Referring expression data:

______

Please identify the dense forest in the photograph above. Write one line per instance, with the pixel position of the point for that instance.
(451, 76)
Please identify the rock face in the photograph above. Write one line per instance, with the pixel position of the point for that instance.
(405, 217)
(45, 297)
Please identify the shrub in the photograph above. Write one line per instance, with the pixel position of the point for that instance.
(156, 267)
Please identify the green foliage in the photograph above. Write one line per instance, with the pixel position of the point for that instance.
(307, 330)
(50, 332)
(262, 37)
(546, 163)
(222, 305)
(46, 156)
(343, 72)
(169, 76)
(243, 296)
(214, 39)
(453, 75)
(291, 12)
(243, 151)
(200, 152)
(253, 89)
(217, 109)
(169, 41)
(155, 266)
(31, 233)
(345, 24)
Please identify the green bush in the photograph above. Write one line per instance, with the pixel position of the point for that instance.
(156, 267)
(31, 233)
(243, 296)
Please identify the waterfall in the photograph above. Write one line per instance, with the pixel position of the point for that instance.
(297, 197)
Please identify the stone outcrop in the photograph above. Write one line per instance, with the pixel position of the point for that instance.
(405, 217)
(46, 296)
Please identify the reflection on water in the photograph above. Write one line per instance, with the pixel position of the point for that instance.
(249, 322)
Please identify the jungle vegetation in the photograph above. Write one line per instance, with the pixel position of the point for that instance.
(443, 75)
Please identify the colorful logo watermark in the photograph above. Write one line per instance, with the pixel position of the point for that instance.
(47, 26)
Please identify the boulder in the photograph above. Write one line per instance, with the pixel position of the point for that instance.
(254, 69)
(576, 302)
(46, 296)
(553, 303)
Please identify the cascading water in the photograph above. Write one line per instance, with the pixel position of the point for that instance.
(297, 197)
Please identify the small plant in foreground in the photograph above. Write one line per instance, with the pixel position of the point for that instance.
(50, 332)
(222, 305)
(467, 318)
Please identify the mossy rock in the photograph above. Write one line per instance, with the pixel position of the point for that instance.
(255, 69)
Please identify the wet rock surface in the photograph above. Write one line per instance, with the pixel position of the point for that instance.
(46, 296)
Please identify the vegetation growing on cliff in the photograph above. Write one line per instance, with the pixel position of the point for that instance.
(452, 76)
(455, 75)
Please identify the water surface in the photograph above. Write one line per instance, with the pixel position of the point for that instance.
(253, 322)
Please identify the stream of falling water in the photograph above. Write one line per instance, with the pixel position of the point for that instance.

______

:: TASK OBJECTIVE ::
Go through the records above and write each one out again exactly.

:: EXERCISE RESULT ::
Please identify the dense forest in the photograph above. Write one line per instance, with the pixel position of the point for that instance.
(451, 76)
Please identify the rock face in the photograph above. Write one line per instance, with the pixel position of the point for that instance.
(405, 217)
(45, 297)
Please identify the shrub in the photograph above. Write one line per instance, with the pixel position of the point for that instance.
(156, 267)
Please identify the green foliage in the photograph above. Write one line per instance, with the pixel position of the point for that instance.
(307, 330)
(50, 332)
(262, 37)
(546, 163)
(222, 305)
(46, 156)
(343, 72)
(169, 76)
(243, 296)
(214, 39)
(453, 75)
(291, 12)
(243, 151)
(200, 152)
(253, 89)
(217, 109)
(169, 41)
(155, 266)
(31, 233)
(345, 24)
Please identify the green bush in the photograph above. Write one line per instance, with the pixel position of the point for that instance.
(156, 267)
(31, 233)
(243, 296)
Please identify the waterfall in the photograph above. Write one line per instance, with the pixel position of the point for that instance.
(297, 197)
Please identify the stone outcrop in the photograph above. Write one line per instance, with the pixel position of the point for that instance.
(405, 217)
(46, 296)
Please identify the reflection on water in the photograph above. Write one line per instance, with the pixel position of the point for that instance.
(249, 322)
Please identify the jungle vegetation in the photograph above. Write one line per instance, with the pixel position of the point for that instance.
(443, 75)
Please identify the colorful logo watermark in the photograph above. Write one line per instance, with the pixel position of the point for that instance.
(47, 26)
Please identify the boulder in the photograph above. Write one line per instance, with the pixel position of the point for that instance.
(254, 69)
(576, 302)
(46, 296)
(553, 303)
Please identify the cascading water in the photograph above. Write one line per instance, with the pixel position of the point for that instance.
(297, 197)
Please identify the small plant in foreground in the photograph above. Write one line per instance, with the pixel position of the point for that instance.
(50, 332)
(222, 305)
(467, 318)
Please identify the mossy rock in the photograph above. Write one line per instance, with the pixel position of the point for that instance.
(255, 69)
Please identify the wet rock surface in the photograph above. Write one line per instance, with the pixel position of the point for that instance.
(46, 296)
Please identify the vegetation growing on cliff in the photograph above. Write one line per instance, with the pixel position of the point for that instance.
(452, 76)
(455, 75)
Please identify the water surface in the photograph above. Write one line per instance, with the pixel position of the point for that instance.
(253, 322)
Please identify the stream of falling water in the photograph above. Write one line per instance, with the pixel position of the point for that instance.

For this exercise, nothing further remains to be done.